Cosa si chiede:
A. Nel testo sull'università globale, chi indaga l'università globale in questo libro?
B. Prosegui il testo sull'università globale a partire dalla sua ultima frase.

Si mobilitano gli studenti cileni; si mobilitano quelli sudafricani; altrettanto fanno quelli papuani. Persino gli studenti americani, con i loro atteggiamenti passivo-aggressivi, si sono mobilitati. C’è chi si dice convinto che le risorse, finanziate dal debito, che i campus più tradizionali spendono per gestire gli studenti, sorvegliarli, tenerli sotto controllo, siano insostenibili. I costi di sorveglianza nei programmi di atletica, gli studentlife offices, i servizi di consulenza e sostegno, i programmi di orientamento alla carriera e di alma mater, gli spazi iper-attrezzati per i pasti e lo svago e, soprattutto, le figure degli amministratori e dei «leader» potrebbero presto mandare in bancarotta l’intero modello del campus universitario, o quantomeno la stragrande maggioranza di essi. La maggior parte di questo debito non pesa direttamente sui bilanci delle università, come d’abitudine in queste ecologie del credito; sono quindi gli studenti e le loro famiglie, nonché gli Stati e le società di prestito, a detenerlo. Ma in caso di tracollo finanziario molte università potrebbero non sopravvivere a quello che, ad esempio, il settore edile ha dovuto affrontare quando la sua ecologia del credito è crollata.

 

L’università globale che Paolo Do indaga brillantemente in questo libro potrebbe essere definita come l’ultimo e rinnovato impegno dell’università stessa a non mantenere la sua promessa.

 

Ma essa esprime anche, come spiega bene Paolo, una nuova strategia qualitativa, non più basata sull’individuazione o la specializzazione (né sulla forza), ma sulla spazializzazione e la differenziazione su scala espansa. Libera ormai dalle sue finalità nazionali, ora solo un’altra componente dell’economia, divenuta più hub logistico che patrimonio nazionale, l’università si è fatta globale per cercare di porre argine all’autogoverno. Come nei furtivi incontri del WTO, l’università trova rifugio dove gli studenti non possono seguirla, o dove vengono messi fuori contesto. Come le società di intra-trading odierne, che spesso non afferiscono ad alcuna giurisdizione finale, e dove sotto il brand non c’è niente.

Righe di dati:

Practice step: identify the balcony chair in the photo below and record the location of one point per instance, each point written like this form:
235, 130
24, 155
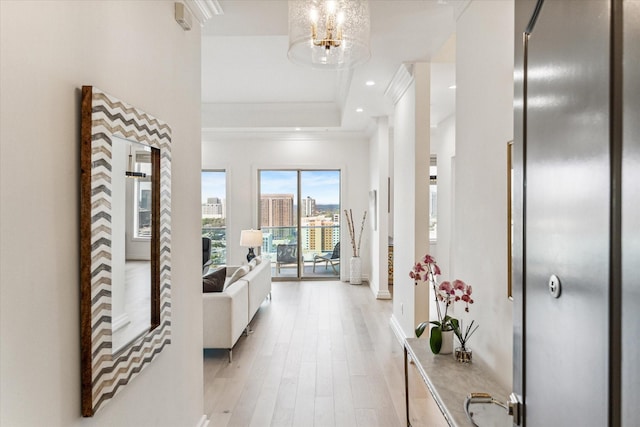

Compiti risolti:
A. Paolo Do.

B.
Tutto avviene a contratto compresi l’insegnamento, la sicurezza, la promozione, l’uso di edifici fisici, e la dirigenza. Al contempo, anche gli studenti sono sotto contratto. Il principio cardine non è la fidelizzazione, ma la sostituibilità delle capacità. E se una Gucci griffata è la migliore pubblicità per la Gucci originale, tutta questa espansione, come Paolo ben ci mostra, non fa altro che rendere le gerarchie più rigide, e le vere università con i loro veri programmi ancor più desiderabili e fuori portata.

 

E i professori? Meglio non parlarne, forse. Quanta pena potranno mai fare agli operai della siderurgia, del tessile o dell’auto? Le fabbriche dei professori non sono mai state trasferite in blocco verso «un ambiente più favorevole alle imprese».

 

Le macchine non sono mai state in grado di sostituire i docenti. In paesi come il Canada, l’Australia o gli Stati Uniti, il corpo accademico ha persino votato i propri supervisori e dirigenti. Ciò che vendono non ha mai subito un calo della domanda né è stato sostituito da un altro più appetibile al consumatore. Nonostante tutti questi privilegi hanno miseramente fallito nel tutelare i diritti – o finanche il lavoro – della futura generazione di lavoratori della propria categoria. Peggio ancora, sono stati sistemicamente messi in imbarazzo e alla berlina dai comitati organizzativi dei lavoratori precari della conoscenza e dal personale dei campus. Eppure continuano a lamentarsi aspramente per lo scarso riconoscimento di cui godono, noncuranti della commiserazione e del disprezzo che gli altri lavoratori nutrono per loro.

Nondimeno, non si può fare a meno di notare che anche nelle università contemporanee più d’élite l’imperativo che persiste è «lasciare i professori in pace».  Funziona così: come professore puoi fare ciò che vuoi nel tuo corso, darti a qualsiasi sperimentazione pedagogica ti piaccia, scegliere qualunque argomento per la tua lezione. È la libertà accademica. È il regno del coraggio per l’accademico-attivista. L’unica regola è che si tratta di una libertà individuale. Devi fare tutto da solo. Ma se la cosa vedrà il coinvolgimento di un altro professore oltre te, o peggio ancora di un gruppo di professori, allora scoprirai presto che esiste un solo comandante del lavoro nell’università contemporanea, e non sei tu, come credevi nel paradiso della tua aula.

 

Se l’università globale è così intraprendente oggi è perché non ha alternativa. Deve reagire alla dilagante autonomia dello studente. Gli studenti di oggi sono costantemente sottoposti alla supervisione di due capi designati a rompere questa loro indipendenza: i test e il lavoro. Mai come oggi, l’università globale è integrata in altri luoghi di lavoro, non è più preludio al posto di lavoro stesso.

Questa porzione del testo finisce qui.